==== EXCERPTED TEXT ====
JPEG and the darker areas

Doug Kerr · Apr 13, 2014

It is well recognized that is we seek to manipulate the tonal scale mapping of an image (perhaps to overcome the results of less-than-optimum exposure), we will generally have more success if working with the raw output of the camera than with the JPEG output.

In a recent very insightful discussion of the notions of the "richness" and "robustness" of images, one of our members commented (color emphasis added for ease of later reference):

A good example of "less rich" pictures [based on his earlier discussion, I suspect the writer may have meant here "less robust"] are compressed jpeg pictures. Jpeg is dependent on the limitations of human vision to achieve good compression. For example, it [JPEG] spends less data on dark parts, because human vision is less sensitive to details in the darker parts. When one raises the shadows, this becomes obvious and the image breaks (which is to be expected).

I did not remember having heard the notion in blue before, and I decided to look into just what that might mean.

The JPEG data compression

I first looked into whether the actual JPEG "data compression" process somehow allocates less bits of the delivered data to representing the color of points with lower luminance. I can't find anyplace where that seems to happen. Of course, it could happen in some very obscure way that I missed - the whole process is very complex.

sRGB gamma precompensation

Next I looked into whether this might be an implication of the "gamma precompensation" that is part of the sRGB color space upon which the JPEG representation we use is (indirectly) based. This refers to the fact that the 8-bit R, G, and B values are not linear representations of the corresponding coordinates of the color space.
==== INFORMATION GIVEN ====
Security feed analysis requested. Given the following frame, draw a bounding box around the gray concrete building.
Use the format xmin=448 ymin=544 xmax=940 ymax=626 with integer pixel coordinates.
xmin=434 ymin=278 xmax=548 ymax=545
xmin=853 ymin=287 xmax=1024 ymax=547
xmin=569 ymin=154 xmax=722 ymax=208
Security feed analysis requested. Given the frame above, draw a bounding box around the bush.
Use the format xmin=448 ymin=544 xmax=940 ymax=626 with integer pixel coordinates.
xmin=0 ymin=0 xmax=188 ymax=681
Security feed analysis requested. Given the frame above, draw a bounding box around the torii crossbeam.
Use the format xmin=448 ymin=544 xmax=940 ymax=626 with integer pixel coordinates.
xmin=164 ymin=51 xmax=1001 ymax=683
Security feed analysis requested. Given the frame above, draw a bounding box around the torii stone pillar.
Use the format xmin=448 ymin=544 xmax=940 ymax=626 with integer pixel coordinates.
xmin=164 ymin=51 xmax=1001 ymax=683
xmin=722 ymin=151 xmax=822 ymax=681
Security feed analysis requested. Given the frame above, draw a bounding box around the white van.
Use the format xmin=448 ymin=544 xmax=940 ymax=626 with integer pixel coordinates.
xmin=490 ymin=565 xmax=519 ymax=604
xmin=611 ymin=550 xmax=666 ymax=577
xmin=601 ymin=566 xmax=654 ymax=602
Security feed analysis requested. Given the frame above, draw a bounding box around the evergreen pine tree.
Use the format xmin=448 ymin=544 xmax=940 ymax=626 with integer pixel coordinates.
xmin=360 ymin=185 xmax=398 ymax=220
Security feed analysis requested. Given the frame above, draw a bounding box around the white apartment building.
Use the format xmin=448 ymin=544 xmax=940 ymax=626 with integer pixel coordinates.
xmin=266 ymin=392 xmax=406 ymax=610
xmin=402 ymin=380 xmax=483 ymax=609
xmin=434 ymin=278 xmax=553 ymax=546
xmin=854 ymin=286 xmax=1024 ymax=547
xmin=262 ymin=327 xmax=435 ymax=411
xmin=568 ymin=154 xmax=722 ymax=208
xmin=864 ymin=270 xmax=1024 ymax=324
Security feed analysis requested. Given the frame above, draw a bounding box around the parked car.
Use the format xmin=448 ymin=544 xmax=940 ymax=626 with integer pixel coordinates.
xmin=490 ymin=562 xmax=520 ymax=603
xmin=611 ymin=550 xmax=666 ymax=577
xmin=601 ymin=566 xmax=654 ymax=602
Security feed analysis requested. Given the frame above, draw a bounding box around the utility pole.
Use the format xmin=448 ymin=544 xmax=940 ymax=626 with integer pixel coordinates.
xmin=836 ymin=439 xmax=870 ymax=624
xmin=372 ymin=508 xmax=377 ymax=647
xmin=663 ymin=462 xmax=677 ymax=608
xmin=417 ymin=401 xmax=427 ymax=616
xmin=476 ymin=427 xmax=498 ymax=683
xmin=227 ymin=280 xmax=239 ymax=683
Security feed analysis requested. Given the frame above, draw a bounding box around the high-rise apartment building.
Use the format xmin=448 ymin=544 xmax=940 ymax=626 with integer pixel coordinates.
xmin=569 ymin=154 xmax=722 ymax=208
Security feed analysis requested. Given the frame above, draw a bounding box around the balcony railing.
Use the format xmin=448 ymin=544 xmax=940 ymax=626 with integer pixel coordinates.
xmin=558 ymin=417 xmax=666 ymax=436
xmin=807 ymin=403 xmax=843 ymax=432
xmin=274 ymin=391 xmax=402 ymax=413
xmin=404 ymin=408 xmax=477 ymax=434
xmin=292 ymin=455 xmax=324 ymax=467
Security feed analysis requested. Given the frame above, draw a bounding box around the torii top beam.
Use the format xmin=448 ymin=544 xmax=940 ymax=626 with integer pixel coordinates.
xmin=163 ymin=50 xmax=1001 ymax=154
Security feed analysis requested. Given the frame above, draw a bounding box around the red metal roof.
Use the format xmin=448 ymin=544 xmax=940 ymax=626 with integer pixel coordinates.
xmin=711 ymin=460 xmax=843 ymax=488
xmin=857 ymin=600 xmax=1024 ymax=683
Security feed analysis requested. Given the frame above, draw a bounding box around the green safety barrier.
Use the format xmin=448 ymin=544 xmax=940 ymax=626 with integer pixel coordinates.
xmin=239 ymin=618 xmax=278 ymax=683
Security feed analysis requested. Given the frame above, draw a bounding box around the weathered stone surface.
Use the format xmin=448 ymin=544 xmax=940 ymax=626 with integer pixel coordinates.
====
- **TO DO**
1 - According to the post on JPEG and the darker areas, what does sRGB "gamma precompensation" refer to?
2 - Carry the post on JPEG and the darker areas forward from its final sentence.
The items play no part in this work.

- **EXERCISE ANSWERS**
1 - It refers to the fact that the 8-bit R, G, and B values are not linear representations of the corresponding coordinates of the color space.

2 -
We find that near the very bottom of the tonal scale (lets say at about 8 stops down from the saturation luminance), a one unit difference in R,G,B represents a difference in luminance of about 0.0003 (where 1.000 represents saturation luminance).

In contrast, at 1/2 stop down from the saturation luminance, a one unit difference in R,G,B represents a difference in luminance of about 0.007.

Thus, if we think in the representation of absolute luminance, the precision of representation in the "dark" region is about 23 times as precise as in the "light" region.

But of course the human response to luminance is itself logarithmic, so perhaps we should consider the precision of the representation not of absolute differences between luminances but rather of luminance difference ratios.

In our "light" region, we find that one unit of R,G,B corresponds to a luminance change of about 1%.
In our "dark" region, we find that one unit of R,G,B corresponds to a luminance change of about 8%, which we can in a certain sense consider to be "8 times worse precision".

So perhaps this is the sense in which lower luminances are recorded "less precisely".

In fact, the gamma precompensation mitigates this effect (one of its purposes). If we instead imagined a linear 8-bit RGB representation, then:

• In our "light" region, at a base luminance 0.5 stops below saturation, one RGB unit (up) would correspond to a change in luminance of 0.5%.

• In our "dark" region, at a base luminance 8 stops below saturation, one RGB unit (up) would correspond to a change in luminance of 100%, which we can in a certain sense consider to be "200 times worse precision".

Loss of sensor precision

In many digital cameras, the luminance detected by the photodetectors is registered on a 12-bit basis. In the sRGB color space used in our JPEG files, luminance is in effect recorded on an 8-bit basis. We can easily imagine this "reduction in precision" to be a cause of worse results when making changes in tonal mapping using the JPEG output of the camera compared to using the raw output. And this wisdom is broadly true.

But in this article we are focusing on the "darker regions" of the image.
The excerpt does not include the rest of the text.